Point localization data:
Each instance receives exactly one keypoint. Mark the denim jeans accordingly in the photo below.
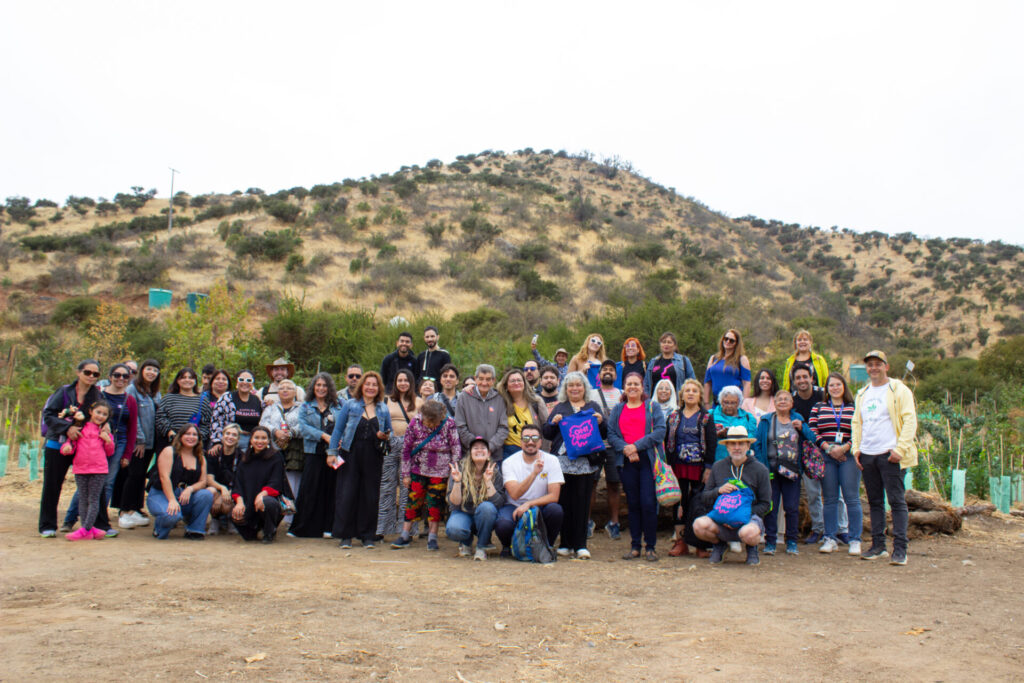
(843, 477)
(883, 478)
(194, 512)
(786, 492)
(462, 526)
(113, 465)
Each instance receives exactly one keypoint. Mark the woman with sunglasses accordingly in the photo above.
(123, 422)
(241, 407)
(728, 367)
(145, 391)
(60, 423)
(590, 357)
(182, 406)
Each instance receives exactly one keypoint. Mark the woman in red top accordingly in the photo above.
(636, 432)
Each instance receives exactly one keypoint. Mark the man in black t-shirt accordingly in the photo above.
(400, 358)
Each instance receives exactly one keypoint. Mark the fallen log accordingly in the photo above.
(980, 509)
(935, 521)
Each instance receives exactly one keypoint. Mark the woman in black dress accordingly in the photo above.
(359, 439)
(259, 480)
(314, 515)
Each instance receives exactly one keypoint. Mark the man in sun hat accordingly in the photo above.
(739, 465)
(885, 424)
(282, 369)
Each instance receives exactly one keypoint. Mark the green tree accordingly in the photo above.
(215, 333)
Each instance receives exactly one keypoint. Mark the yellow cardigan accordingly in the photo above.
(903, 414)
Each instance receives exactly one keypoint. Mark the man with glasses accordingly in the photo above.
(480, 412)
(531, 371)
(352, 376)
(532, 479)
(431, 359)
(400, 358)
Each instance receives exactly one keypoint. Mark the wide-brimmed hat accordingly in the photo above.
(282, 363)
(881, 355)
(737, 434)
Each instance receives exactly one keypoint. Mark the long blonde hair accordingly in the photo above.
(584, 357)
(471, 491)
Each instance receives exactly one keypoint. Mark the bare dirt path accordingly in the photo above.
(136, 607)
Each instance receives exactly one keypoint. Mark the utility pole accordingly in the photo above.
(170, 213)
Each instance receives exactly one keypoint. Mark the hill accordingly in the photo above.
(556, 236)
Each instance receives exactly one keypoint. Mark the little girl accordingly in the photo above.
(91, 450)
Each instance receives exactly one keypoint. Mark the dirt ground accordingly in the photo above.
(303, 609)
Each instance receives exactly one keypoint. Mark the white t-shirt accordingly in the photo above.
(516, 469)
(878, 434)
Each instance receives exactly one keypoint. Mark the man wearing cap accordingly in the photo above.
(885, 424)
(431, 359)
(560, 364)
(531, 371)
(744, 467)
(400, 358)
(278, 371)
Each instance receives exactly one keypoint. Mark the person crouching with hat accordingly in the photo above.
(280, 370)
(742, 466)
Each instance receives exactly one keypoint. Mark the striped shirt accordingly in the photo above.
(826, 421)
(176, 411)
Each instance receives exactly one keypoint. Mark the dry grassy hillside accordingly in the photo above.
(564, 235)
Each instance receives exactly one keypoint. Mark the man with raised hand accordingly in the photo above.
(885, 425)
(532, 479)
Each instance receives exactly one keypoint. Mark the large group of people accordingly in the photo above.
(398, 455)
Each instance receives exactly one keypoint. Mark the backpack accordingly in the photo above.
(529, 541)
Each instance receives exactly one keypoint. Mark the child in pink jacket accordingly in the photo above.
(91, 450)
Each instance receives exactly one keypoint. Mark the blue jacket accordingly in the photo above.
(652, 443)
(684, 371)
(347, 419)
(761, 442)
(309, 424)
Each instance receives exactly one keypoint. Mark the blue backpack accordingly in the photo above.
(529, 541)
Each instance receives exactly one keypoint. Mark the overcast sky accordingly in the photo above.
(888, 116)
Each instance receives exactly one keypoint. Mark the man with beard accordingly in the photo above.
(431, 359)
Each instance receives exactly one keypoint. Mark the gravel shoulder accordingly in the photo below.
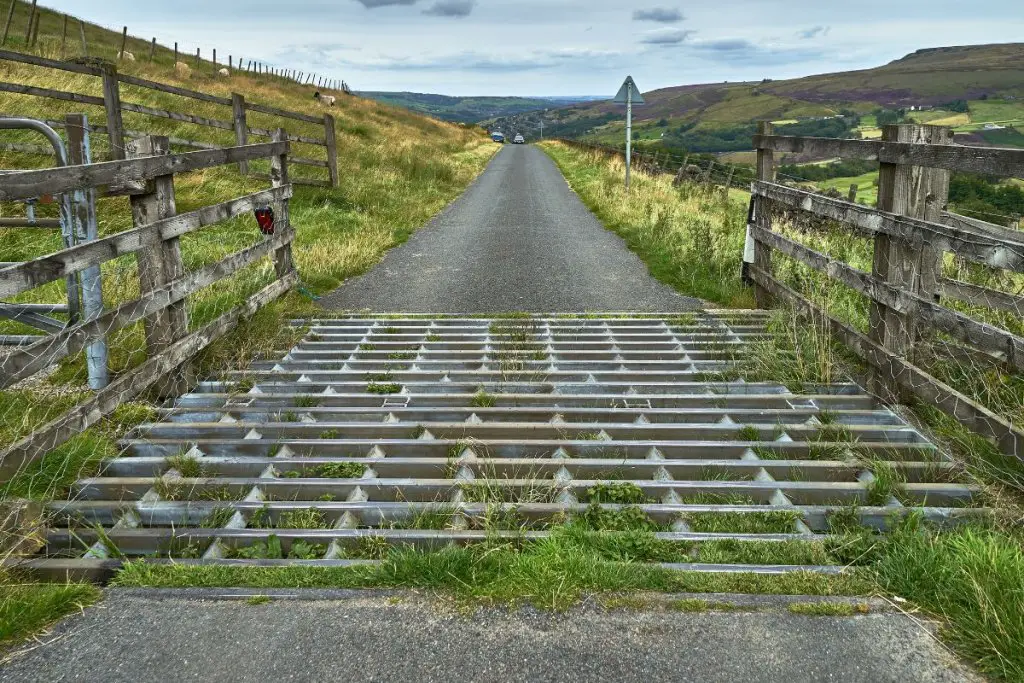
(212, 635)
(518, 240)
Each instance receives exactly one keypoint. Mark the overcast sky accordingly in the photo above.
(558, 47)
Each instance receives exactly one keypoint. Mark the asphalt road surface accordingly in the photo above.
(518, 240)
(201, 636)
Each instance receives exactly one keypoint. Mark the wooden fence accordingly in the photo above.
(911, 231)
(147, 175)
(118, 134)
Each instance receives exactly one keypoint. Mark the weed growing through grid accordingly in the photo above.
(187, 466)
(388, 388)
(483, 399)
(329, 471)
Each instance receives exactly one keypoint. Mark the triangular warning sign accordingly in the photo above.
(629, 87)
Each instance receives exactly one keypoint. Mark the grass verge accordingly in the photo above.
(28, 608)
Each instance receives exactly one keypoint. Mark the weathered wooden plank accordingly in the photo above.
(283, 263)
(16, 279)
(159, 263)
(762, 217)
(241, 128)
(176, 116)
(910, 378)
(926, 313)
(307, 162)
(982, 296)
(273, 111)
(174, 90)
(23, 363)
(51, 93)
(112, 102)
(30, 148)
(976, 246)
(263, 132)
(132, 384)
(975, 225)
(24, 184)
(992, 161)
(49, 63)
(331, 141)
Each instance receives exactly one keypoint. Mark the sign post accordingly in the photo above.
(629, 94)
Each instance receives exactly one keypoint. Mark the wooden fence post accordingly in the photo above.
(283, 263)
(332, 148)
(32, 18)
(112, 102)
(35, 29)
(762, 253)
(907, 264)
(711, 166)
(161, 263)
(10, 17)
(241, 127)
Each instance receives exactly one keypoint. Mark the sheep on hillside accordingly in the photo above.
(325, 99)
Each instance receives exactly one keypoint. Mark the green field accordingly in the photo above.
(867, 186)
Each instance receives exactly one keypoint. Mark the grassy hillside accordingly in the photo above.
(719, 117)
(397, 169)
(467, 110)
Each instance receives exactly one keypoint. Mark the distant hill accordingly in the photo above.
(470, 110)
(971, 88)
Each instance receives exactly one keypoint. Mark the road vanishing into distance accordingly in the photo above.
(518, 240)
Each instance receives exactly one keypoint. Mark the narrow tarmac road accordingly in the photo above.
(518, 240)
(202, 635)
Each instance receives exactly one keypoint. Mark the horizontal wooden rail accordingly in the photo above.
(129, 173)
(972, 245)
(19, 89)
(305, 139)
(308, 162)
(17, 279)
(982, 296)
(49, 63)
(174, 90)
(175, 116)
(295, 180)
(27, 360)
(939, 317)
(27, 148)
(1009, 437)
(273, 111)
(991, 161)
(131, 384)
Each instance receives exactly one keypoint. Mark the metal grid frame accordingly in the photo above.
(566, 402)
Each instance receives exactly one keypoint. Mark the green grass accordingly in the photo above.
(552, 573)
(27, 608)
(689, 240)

What is expected:
Transcribe the entries above verbatim, excluding any image.

Solution to the exercise:
Each instance receives exactly one keypoint. Mark the denim jeans accordingly in the photo below.
(843, 477)
(883, 478)
(194, 512)
(786, 492)
(462, 526)
(113, 465)
Each instance receives exactly one keypoint. Mark the woman with sunglasses accordingly in the photo above.
(123, 422)
(241, 407)
(728, 367)
(145, 391)
(60, 423)
(590, 357)
(182, 406)
Each instance receives exactly one keypoint. Mark the woman in red top accordingly in the photo above.
(636, 432)
Each instance receives exactly one keypoint. Mark the man in black t-shirt accordingly in the photo above.
(400, 358)
Each instance receives exactly one keypoint. Mark the fallen log accordingly in the photo above.
(980, 509)
(935, 521)
Each instance receives exactly one keypoint. Mark the woman in black dress accordingly in the photo above.
(359, 439)
(259, 480)
(314, 515)
Each instance receives exactly one keypoint. Mark the man in sun hat accordingly in the photo above.
(739, 465)
(885, 424)
(282, 369)
Each instance receives exactly one keypoint. Mark the green tree accordingly in the photo above.
(215, 333)
Each instance receives exactly one keypoint. Mark the yellow cardigan accordingly in the photo above.
(903, 414)
Each instance receives exactly one keypoint. Mark the man with glasses accordingly in the photo above.
(480, 412)
(531, 371)
(352, 376)
(532, 479)
(431, 359)
(400, 358)
Each instance receives exactly one keypoint. Mark the wide-brimmed hat accordingly in the photo above.
(282, 363)
(881, 355)
(737, 434)
Each instance receives exactly one keypoint. Mark the long blonde hair accordingly in the photo above.
(584, 357)
(471, 491)
Each instance receives exactly one keypoint. Mark the bare dirt path accordingly in the photo above.
(136, 607)
Each instance receives exactly one keypoint. Mark the utility pole accordingly in the photo above.
(170, 213)
Each instance receives exactly one keypoint. Mark the hill accordingly in the photo above.
(556, 236)
Each instance receives exactly one keypoint. Mark the little girl accordingly in the photo above.
(91, 450)
Each instance receives exactly one keypoint. Mark the dirt ground accordingly in the photo above.
(303, 609)
Each instance receives exactly one keypoint. Mark the white t-shirt accordingly in the photo above.
(516, 469)
(878, 434)
Each instance receives exactly one keypoint. Mark the man wearing cap accordingly in the photo above.
(885, 424)
(431, 359)
(560, 364)
(531, 371)
(744, 467)
(400, 358)
(278, 371)
Each instance receives exactly one keypoint. Mark the person crouching with hat accordingly in the photo above.
(280, 370)
(742, 466)
Each instance receives exactly one keypoint. Mark the striped shirt accordingly in the photo above.
(826, 421)
(176, 411)
Each instance receives exactly one keypoint. Mark the dry grassy hillside accordingly in the photo above.
(564, 235)
Each instance receives exactly one keypoint. Mark the man with raised hand accordingly in the photo above.
(885, 425)
(532, 479)
Each instance receives exactly one keypoint. Mark the large group of people accordingly in the photo above.
(398, 455)
Each instance receives exactly one keypoint. Mark the backpack accordingly in the photo above.
(529, 541)
Each instance receives exactly one keypoint. Mark the child in pink jacket accordingly in the photo above.
(91, 450)
Each instance receives exactly one keypoint. Mark the blue jacket accordingly in the photo above.
(652, 443)
(684, 371)
(347, 419)
(761, 442)
(309, 424)
Each instance receives exactly one keypoint. Mark the blue backpack accordingly in the photo above.
(529, 541)
Each instance receives exactly one keypoint. Mark the overcast sky accordingly in the photo above.
(888, 116)
Each instance receives exactly one keypoint. Mark the man with beard accordingly in the photo above.
(431, 359)
Each instance receives exactly one keypoint. Mark the gravel shoulder accordingly in the photo below.
(212, 635)
(518, 240)
Each instance receives exactly one keypoint. Mark the overcast sky accordingly in the photo above.
(558, 47)
Each instance receives exactly one keypoint. Mark the asphalt road surface accordingly in the photo above.
(518, 240)
(201, 636)
Each instance receives exactly one keypoint. Mark the wooden fence accordingly in the photo above.
(911, 231)
(147, 175)
(118, 134)
Each instance receives exactly one keypoint. Mark the weed growing through grid accordingly in the photo above.
(187, 466)
(388, 388)
(483, 399)
(329, 471)
Each instance receives exactly one keypoint. Mark the triangular warning sign accordingly in the photo above.
(629, 87)
Each instance receives exactly one keypoint. Mark the grass verge accordingly in the photo above.
(28, 608)
Each instance receives exactly one keypoint. Mark the weathered wooden plank accordingly in the photo above.
(283, 263)
(16, 279)
(159, 263)
(762, 217)
(241, 128)
(176, 116)
(910, 378)
(926, 313)
(307, 162)
(982, 296)
(273, 111)
(174, 90)
(23, 363)
(51, 93)
(112, 102)
(30, 148)
(976, 246)
(263, 132)
(132, 384)
(975, 225)
(24, 184)
(992, 161)
(49, 63)
(331, 141)
Each instance receives exactly one keypoint. Mark the sign post accordingly in the photo above.
(629, 94)
Each instance receives exactly one keypoint. Mark the wooden fence post accordingly in the photo above.
(283, 263)
(332, 148)
(32, 18)
(112, 102)
(35, 29)
(762, 253)
(907, 264)
(711, 166)
(161, 263)
(10, 17)
(241, 127)
Each instance receives exactly one keypoint. Mark the sheep on hillside accordingly in the photo above.
(325, 99)
Each instance receives exactly one keypoint. Mark the green field accordingly in the photo above.
(867, 186)
Each instance receives exactly one keypoint. Mark the grassy hillside accordingly in the photo above.
(719, 117)
(397, 169)
(467, 110)
Each instance receives exactly one keypoint. Mark the distant hill accordingly in the photo above.
(470, 110)
(971, 88)
Each instance receives exactly one keypoint. Mark the road vanishing into distance accordingly in the photo above.
(518, 240)
Each instance receives exactly one keypoint. Mark the narrow tarmac road accordingly in the photo above.
(518, 240)
(202, 635)
Each instance receives exactly one keypoint. Mark the horizontal wooden rail accordingly in the photo above.
(129, 173)
(972, 245)
(19, 89)
(305, 139)
(308, 162)
(17, 279)
(982, 296)
(49, 63)
(174, 90)
(175, 116)
(295, 180)
(27, 360)
(939, 317)
(27, 148)
(1009, 437)
(273, 111)
(991, 161)
(131, 384)
Each instance receives exactly one keypoint. Mark the metal grid frame accordingly in the photo above.
(566, 402)
Each instance receives exactly one keypoint. Mark the green grass accordingly in the photo above.
(552, 573)
(27, 608)
(689, 240)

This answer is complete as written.